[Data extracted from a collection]
# # # # #

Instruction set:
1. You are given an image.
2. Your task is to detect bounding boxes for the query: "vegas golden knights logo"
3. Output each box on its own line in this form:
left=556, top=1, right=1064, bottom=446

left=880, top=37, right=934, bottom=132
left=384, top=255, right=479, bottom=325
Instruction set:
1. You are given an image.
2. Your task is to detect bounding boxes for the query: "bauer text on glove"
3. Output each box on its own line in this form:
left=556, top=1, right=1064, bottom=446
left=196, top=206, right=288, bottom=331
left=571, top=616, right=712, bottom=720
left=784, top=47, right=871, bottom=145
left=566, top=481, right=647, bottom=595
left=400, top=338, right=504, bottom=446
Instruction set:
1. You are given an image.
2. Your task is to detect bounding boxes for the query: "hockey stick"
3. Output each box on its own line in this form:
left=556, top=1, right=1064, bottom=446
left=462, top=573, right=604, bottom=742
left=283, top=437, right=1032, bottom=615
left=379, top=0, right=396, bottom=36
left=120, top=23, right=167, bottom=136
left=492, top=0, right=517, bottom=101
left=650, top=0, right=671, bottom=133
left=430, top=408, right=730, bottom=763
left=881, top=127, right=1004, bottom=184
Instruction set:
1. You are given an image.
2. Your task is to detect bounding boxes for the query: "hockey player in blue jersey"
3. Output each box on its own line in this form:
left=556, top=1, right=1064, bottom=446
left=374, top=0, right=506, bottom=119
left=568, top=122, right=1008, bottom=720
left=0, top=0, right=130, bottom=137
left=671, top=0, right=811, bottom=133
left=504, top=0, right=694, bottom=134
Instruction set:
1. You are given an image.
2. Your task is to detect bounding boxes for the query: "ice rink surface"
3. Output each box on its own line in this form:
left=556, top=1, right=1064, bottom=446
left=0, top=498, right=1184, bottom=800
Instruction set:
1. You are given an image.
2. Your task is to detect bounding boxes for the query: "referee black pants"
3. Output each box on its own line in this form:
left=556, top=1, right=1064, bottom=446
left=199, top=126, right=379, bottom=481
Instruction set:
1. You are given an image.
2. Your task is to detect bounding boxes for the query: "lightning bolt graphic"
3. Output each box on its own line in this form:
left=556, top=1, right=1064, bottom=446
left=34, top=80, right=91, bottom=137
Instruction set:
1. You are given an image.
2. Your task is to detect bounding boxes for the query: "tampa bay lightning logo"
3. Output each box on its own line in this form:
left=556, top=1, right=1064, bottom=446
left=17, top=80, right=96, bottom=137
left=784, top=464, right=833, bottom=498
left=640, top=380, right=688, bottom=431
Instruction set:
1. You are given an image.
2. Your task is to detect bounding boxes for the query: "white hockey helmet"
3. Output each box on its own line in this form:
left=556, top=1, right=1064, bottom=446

# # # # #

# Work to do
Write out the items again from the very first line through the line with "left=384, top=255, right=479, bottom=325", swapping "query" for "search phrase" and keeping everything else the same. Give only those lines.

# Response
Instruction set:
1. You are given an image.
2. Your task is to detect bounding boxes for the search phrase: "vegas golden knights logo"
3. Output each box on its own line in this form:
left=556, top=1, right=1064, bottom=446

left=880, top=37, right=934, bottom=132
left=384, top=255, right=479, bottom=325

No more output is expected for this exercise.